EXERCISES:
1 - Extract from the essay on commencement speeches below the passage between "Pardon the cynicism." and "necessarily the case.", inclusive.
2 - According to the essay on commencement speeches below, at which college did David Foster Wallace give his 2009 commencement address?
3 - In the essay on commencement speeches below, list the people named in the sentence that begins "They get speakers from the ranks of the groovy and irreverent".

Swimming Lessons
David Foster Wallace’s Thoughts on Commencing
It’s spring, when many humans feel the urge to put on too-warm clothes, convene on uncomfortable chairs, and listen to someone tell young people how to go forth into adulthood.
Kind of engaging for a few minutes, but the speeches usually go on way too long, suggesting that the speakers forgot that they’re addressing young people burning to explode into the world but first must listen to some gray eminence drone on about The Road Ahead.
Pardon the cynicism. My graduation speaker was former Secretary of the Interior Stewart Udall. Not even the witty Udall. That was his brother Morris. I don’t remember a word of Stewart’s remarks, and I doubt many graduates remember theirs.
These days, many colleges have wised up. They get speakers from the ranks of the groovy and irreverent: Jon Stewart, Stephen Colbert, Ellen Degeneres, Conan O’Brien, etc. Amy Poehler addressed Harvard in 2011, fer cryin’ out loud. Even more so, Sacha Baron Cohen did the same in 2004.
That’s probably a good thing. Adulthood launching requires some sort of ceremony, but if it’s entertaining, at least the young won’t get the impression that the world they’re entering will be deadly dull.
Which is not necessarily the case.
This came home to me recently when I stumbled upon the 2009 commencement address given by novelist David Foster Wallace at Kenyon College in Ohio. (My father went there briefly before getting kicked out for too much fun, not enough study.) It has been described as one of the greatest commencement speeches ever delivered. Yes, it’s long. Possibly too long by burning-to-launch youth standards. But it’s very good, especially in light of the struggles of its author. More on that later.

ENTRIES SHOWN:
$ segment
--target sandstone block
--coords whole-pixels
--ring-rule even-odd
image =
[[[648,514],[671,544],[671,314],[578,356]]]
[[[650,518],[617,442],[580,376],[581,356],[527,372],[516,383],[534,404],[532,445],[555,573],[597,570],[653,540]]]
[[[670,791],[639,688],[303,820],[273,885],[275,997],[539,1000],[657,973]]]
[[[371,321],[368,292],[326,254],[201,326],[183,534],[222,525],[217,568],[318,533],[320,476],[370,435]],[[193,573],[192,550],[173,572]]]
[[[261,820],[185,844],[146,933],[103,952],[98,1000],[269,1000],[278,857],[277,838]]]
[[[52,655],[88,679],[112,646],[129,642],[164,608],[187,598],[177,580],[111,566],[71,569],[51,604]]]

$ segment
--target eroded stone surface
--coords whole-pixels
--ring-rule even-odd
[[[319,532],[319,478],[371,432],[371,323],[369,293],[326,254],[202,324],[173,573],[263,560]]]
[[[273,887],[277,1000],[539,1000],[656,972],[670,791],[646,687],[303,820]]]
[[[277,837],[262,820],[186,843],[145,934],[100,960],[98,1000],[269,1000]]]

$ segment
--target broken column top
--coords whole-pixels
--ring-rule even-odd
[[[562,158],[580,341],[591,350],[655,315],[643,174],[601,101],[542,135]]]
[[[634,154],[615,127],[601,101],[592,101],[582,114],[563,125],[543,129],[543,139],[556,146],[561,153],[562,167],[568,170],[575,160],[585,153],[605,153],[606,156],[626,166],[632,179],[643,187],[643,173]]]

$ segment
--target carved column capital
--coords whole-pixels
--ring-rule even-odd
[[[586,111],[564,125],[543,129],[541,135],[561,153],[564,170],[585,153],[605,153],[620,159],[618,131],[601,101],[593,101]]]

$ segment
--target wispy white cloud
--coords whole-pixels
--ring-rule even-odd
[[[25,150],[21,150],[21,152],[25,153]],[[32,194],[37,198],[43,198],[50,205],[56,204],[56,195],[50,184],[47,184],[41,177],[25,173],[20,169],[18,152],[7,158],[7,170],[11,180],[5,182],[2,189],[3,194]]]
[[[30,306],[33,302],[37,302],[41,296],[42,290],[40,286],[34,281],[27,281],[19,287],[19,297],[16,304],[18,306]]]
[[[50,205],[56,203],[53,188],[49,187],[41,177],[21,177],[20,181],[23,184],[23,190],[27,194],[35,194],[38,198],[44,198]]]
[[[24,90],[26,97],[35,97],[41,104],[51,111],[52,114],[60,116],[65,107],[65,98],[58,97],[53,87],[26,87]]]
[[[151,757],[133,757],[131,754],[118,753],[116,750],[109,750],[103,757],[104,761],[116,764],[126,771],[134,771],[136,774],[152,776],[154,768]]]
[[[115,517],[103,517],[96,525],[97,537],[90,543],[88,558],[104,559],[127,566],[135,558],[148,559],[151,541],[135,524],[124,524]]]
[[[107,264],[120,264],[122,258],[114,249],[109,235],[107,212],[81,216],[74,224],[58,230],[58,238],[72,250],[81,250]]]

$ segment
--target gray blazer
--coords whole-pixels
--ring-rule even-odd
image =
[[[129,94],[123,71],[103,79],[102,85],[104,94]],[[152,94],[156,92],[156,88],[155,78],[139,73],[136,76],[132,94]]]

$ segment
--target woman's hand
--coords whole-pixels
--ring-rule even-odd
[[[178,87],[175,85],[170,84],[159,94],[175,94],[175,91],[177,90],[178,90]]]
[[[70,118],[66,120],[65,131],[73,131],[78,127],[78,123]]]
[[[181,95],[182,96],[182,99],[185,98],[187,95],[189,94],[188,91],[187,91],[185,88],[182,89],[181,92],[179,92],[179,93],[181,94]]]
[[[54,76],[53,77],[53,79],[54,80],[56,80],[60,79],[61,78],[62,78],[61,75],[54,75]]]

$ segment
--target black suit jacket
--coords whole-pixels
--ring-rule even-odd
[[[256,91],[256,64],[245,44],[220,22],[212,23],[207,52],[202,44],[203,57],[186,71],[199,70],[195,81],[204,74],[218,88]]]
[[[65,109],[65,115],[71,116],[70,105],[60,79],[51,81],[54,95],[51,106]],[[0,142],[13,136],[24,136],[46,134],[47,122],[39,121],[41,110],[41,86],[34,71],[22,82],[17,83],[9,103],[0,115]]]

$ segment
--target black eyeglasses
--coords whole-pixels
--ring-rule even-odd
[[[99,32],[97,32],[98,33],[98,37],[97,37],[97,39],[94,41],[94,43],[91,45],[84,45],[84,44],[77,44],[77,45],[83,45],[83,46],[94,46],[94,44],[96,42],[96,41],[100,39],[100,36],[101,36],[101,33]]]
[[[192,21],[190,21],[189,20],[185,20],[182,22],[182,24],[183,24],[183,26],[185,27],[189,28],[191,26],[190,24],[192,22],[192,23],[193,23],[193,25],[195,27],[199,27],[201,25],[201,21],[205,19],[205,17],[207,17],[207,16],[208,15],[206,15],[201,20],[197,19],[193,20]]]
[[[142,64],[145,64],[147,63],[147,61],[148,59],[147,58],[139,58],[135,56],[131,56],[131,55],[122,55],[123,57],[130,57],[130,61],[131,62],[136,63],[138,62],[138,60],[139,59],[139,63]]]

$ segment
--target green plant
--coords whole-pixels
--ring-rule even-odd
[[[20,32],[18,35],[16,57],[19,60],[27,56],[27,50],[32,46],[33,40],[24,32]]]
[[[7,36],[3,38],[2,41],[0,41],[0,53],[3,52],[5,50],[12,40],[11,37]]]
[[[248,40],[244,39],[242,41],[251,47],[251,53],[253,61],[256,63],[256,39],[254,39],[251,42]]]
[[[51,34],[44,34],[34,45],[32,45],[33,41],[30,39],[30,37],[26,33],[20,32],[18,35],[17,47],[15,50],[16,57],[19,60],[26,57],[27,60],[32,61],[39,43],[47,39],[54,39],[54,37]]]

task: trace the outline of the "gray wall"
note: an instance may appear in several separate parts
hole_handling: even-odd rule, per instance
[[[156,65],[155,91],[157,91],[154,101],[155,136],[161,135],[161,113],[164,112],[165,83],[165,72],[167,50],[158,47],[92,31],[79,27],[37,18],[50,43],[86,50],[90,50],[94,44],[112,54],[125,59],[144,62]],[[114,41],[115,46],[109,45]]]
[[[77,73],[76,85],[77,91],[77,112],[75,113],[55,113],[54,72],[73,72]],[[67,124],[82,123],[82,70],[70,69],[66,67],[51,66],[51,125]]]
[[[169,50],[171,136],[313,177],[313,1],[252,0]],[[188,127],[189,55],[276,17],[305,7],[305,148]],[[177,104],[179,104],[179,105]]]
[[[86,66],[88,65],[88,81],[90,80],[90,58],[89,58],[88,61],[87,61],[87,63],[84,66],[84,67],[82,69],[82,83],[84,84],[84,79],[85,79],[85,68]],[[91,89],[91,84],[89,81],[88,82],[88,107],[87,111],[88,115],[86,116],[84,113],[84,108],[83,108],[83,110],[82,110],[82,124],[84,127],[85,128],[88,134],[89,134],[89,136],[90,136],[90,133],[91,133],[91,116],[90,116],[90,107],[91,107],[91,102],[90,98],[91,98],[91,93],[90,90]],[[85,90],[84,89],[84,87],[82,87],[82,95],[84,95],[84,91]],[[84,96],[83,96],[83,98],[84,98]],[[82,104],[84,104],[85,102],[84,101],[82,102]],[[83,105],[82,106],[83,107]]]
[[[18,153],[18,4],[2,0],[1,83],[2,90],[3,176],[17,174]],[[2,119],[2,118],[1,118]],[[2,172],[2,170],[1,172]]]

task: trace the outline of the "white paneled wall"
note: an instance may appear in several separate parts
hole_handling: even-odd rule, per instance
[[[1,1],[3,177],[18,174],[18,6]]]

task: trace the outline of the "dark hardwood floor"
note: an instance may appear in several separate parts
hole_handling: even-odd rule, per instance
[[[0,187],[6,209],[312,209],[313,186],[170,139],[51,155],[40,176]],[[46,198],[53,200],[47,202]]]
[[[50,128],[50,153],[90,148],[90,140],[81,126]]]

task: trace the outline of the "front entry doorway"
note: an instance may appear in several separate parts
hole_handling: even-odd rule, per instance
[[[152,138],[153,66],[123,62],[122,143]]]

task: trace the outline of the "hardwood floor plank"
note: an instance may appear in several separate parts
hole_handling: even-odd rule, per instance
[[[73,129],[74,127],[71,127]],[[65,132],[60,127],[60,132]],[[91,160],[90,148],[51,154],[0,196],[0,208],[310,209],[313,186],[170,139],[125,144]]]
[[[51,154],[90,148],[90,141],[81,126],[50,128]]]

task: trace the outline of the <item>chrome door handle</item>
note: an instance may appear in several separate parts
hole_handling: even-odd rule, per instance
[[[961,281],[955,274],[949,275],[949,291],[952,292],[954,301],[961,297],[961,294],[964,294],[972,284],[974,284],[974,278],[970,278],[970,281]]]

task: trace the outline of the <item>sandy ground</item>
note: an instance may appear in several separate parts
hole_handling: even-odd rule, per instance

ANSWERS TO THE PROBLEMS:
1 -
Pardon the cynicism. My graduation speaker was former Secretary of the Interior Stewart Udall. Not even the witty Udall. That was his brother Morris. I don’t remember a word of Stewart’s remarks, and I doubt many graduates remember theirs.
These days, many colleges have wised up. They get speakers from the ranks of the groovy and irreverent: Jon Stewart, Stephen Colbert, Ellen Degeneres, Conan O’Brien, etc. Amy Poehler addressed Harvard in 2011, fer cryin’ out loud. Even more so, Sacha Baron Cohen did the same in 2004.
That’s probably a good thing. Adulthood launching requires some sort of ceremony, but if it’s entertaining, at least the young won’t get the impression that the world they’re entering will be deadly dull.
Which is not necessarily the case.

2 - Kenyon College in Ohio.

3 - Jon Stewart, Stephen Colbert, Ellen Degeneres, Conan O'Brien